**WHAT YOU ARE ASKED TO DO**
Copy out every line in the rows below that contains the word "satin", leaving each line unchanged.

Start of INFORMATION SUPPLIED

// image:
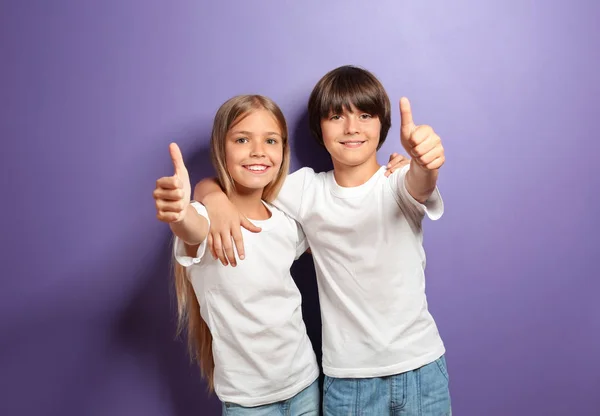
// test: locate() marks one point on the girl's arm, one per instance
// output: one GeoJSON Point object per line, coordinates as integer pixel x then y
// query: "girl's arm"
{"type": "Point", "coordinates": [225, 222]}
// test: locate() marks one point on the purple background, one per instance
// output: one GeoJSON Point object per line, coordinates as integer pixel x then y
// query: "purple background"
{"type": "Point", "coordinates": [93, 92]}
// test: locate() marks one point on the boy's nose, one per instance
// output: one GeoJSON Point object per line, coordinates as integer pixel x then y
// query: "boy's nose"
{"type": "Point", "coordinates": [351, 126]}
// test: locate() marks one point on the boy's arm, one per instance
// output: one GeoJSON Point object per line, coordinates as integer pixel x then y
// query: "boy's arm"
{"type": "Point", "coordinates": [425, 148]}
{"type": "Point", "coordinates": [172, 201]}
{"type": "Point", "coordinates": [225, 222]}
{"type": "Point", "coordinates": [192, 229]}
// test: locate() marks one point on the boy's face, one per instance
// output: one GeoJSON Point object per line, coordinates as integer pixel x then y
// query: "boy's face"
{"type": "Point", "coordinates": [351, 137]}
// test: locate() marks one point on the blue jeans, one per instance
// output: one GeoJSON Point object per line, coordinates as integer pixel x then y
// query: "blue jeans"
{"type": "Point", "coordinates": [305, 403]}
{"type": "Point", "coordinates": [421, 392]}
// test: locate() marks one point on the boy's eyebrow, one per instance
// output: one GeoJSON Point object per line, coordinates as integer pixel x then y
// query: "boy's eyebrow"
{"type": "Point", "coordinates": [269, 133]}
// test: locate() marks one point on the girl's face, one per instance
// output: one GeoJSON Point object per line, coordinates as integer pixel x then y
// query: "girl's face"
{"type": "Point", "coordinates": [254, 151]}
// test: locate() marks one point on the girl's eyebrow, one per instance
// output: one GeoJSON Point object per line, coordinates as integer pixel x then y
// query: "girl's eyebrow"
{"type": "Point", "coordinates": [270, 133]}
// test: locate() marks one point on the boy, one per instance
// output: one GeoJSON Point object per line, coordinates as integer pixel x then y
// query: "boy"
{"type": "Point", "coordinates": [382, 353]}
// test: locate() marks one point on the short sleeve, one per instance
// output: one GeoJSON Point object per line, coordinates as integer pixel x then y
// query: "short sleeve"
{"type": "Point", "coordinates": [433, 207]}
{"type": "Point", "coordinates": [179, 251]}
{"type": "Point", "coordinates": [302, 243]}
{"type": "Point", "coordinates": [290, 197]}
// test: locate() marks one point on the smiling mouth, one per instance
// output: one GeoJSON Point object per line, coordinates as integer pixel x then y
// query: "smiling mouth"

End of INFORMATION SUPPLIED
Start of INFORMATION SUPPLIED

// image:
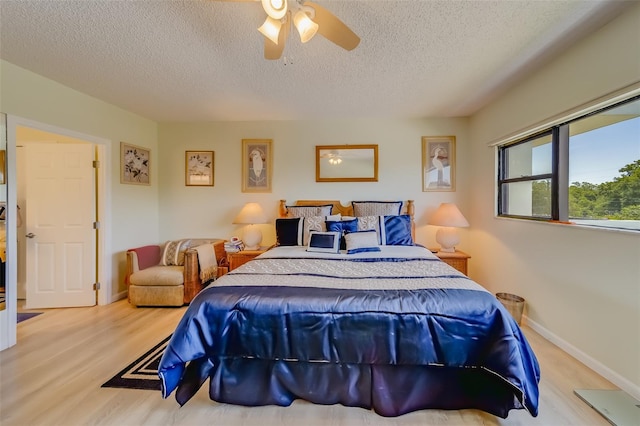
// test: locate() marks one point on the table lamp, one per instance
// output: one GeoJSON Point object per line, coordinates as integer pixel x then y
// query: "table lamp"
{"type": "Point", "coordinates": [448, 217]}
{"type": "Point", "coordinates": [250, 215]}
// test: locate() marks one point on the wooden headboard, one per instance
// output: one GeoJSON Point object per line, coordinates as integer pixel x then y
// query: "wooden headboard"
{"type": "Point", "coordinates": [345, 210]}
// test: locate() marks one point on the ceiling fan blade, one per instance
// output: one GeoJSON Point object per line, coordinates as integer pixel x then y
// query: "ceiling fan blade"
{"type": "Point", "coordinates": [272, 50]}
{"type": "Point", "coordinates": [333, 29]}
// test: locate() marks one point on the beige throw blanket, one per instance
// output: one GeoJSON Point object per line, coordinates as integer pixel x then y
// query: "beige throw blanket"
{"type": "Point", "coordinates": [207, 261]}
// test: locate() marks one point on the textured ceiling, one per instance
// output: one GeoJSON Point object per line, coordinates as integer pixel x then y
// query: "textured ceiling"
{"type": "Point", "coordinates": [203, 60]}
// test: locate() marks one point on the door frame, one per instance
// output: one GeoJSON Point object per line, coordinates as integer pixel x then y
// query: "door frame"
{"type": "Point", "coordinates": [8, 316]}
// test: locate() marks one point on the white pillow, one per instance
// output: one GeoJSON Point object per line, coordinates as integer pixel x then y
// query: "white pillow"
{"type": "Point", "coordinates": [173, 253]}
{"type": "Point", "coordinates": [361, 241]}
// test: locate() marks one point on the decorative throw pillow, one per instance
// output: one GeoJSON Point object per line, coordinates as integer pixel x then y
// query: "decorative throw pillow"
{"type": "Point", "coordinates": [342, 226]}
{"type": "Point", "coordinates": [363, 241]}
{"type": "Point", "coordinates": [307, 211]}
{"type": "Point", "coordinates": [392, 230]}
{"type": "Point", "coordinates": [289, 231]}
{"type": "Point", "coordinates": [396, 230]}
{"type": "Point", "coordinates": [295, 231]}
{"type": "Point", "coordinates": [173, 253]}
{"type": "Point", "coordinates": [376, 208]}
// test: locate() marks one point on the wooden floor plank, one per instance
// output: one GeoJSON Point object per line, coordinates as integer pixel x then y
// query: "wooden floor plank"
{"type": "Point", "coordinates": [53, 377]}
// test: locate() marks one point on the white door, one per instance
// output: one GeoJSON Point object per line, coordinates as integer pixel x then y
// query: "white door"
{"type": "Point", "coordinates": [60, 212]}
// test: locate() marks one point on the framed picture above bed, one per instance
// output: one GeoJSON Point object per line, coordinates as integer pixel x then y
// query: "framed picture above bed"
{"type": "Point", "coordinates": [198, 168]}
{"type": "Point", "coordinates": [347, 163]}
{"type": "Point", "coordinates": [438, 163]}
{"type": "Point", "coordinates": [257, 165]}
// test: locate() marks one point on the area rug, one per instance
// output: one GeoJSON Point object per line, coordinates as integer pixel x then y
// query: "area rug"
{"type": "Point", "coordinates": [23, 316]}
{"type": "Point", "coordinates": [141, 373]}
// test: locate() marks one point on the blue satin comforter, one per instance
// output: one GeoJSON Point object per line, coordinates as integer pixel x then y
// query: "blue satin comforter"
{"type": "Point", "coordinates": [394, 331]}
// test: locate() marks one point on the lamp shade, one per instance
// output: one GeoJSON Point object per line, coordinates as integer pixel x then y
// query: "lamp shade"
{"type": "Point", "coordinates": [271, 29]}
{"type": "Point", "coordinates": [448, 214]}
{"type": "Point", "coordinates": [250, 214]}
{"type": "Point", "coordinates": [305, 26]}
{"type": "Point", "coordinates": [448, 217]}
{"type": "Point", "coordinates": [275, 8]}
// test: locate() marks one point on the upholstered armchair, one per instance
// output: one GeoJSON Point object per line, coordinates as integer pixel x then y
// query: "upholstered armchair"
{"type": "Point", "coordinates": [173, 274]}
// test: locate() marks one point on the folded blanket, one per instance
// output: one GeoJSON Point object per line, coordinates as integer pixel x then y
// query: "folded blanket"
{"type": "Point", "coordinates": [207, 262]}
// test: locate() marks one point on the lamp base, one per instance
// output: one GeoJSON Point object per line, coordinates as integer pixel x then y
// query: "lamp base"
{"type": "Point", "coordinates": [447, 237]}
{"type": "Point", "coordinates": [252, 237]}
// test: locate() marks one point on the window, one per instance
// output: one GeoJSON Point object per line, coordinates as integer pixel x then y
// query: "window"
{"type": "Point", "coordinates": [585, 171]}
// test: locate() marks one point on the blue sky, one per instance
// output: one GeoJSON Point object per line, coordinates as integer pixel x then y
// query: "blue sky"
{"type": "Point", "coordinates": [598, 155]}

End of INFORMATION SUPPLIED

**THE RESULT**
// test: locate() marks one point on the blue satin comforter, one per instance
// query: "blue satin comforter"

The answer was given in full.